START Selected text
Philip Fradkin | Writer of the West, 77

Posted: July 15, 2012

Philip Fradkin, 77, whose 13 books often focused on the legacy of environmental destruction in the West and who took aim at what he viewed as the simplification of the region by many in the East, died last Sunday at his home in Point Reyes Station, Calif.

The cause was cancer, according to his wife, Dianne.

Mr. Fradkin grew up in New Jersey and moved to California while in his 20s after becoming enamored of the West during a road trip with his father when he was 14. He went on to explore many major Western themes in his books. One, A River No More: The Colorado River and the West, detailed how water wars, dams, and development devastated that river's natural course.

Late in life he wrote Wallace Stegner and the American West, a well-received biography of perhaps the region's most acclaimed writer. Forrest G. Robinson, a professor of history at the University of California, Santa Cruz, said the biography was "the best full account of Stegner's life we have."

Philip Lawrence Fradkin grew up in Montclair, N.J.
END Selected text
START Exercise data
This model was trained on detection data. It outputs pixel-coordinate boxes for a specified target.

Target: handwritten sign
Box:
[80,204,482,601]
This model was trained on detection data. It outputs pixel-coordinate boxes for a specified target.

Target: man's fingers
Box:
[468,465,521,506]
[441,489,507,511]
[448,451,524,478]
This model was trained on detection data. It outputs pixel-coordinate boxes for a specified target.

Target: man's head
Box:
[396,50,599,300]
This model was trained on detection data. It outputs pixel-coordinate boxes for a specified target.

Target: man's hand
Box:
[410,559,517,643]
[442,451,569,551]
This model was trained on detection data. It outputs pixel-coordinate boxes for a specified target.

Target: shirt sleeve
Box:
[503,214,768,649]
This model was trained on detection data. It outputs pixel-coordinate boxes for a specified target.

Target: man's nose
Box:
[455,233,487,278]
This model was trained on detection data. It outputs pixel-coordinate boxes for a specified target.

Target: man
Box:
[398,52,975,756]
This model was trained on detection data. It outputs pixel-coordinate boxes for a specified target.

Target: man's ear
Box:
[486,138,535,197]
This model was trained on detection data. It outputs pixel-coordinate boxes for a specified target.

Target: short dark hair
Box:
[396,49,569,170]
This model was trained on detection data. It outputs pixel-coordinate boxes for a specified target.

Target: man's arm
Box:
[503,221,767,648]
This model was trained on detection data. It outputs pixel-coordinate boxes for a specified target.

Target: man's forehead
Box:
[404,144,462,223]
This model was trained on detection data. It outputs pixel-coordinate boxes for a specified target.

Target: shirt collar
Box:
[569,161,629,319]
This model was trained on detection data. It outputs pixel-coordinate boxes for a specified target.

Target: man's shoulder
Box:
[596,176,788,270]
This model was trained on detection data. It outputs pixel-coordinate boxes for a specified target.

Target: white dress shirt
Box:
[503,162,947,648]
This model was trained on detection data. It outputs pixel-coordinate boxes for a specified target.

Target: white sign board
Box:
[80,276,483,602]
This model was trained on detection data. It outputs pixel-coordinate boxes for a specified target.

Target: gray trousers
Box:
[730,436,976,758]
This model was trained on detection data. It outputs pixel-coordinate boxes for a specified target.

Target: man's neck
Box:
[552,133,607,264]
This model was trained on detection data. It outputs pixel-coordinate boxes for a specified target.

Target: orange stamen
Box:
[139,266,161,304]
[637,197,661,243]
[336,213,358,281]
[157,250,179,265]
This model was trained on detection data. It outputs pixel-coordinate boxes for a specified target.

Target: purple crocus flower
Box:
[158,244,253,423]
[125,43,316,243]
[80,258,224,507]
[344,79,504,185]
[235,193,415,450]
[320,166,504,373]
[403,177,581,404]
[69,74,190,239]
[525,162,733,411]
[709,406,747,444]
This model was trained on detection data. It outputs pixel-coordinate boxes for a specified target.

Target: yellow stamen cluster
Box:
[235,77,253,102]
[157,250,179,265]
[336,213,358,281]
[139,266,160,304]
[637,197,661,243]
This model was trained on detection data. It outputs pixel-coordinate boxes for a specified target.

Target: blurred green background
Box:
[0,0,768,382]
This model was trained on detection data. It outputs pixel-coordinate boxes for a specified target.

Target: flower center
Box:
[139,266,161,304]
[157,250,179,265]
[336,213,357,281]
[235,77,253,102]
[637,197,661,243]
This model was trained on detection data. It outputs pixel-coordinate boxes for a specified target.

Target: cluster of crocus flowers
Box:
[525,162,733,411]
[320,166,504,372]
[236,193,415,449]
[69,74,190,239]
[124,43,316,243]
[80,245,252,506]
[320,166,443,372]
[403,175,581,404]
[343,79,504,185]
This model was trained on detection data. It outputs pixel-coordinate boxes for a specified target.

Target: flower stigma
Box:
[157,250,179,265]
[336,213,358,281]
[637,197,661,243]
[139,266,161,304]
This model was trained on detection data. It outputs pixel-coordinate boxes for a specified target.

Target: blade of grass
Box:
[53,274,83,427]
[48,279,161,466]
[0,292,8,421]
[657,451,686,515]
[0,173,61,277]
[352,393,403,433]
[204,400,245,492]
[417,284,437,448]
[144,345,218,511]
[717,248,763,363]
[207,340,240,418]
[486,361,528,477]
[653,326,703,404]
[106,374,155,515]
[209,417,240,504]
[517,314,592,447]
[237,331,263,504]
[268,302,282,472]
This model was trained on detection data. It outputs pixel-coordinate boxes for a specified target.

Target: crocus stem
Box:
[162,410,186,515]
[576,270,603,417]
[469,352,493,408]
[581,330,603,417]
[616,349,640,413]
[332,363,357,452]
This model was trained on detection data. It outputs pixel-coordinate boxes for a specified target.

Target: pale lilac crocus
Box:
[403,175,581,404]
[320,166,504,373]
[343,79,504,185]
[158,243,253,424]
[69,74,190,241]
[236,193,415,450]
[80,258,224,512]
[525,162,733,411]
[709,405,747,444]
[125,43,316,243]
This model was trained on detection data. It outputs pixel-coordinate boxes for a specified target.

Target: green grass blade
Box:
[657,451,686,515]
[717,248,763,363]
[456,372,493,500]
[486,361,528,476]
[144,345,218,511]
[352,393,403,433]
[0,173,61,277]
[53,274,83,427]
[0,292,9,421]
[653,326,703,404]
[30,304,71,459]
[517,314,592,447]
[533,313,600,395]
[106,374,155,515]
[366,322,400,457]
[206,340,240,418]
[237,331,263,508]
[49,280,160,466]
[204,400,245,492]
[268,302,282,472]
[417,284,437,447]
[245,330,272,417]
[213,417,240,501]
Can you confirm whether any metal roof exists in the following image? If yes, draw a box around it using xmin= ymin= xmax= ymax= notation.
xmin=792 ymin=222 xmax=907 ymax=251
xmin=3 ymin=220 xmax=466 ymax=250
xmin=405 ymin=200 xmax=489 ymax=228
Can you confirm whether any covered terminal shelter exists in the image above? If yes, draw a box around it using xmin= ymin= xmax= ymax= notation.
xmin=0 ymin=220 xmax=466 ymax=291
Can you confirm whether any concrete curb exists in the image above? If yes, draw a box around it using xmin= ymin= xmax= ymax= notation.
END Exercise data
■ What you should do: Reproduce the Philip Fradkin obituary starting at "The cause was" and ending at "river's natural course.", substituting "camping trip" for "road trip".

■ Exercise answer:
The cause was cancer, according to his wife, Dianne.

Mr. Fradkin grew up in New Jersey and moved to California while in his 20s after becoming enamored of the West during a camping trip with his father when he was 14. He went on to explore many major Western themes in his books. One, A River No More: The Colorado River and the West, detailed how water wars, dams, and development devastated that river's natural course.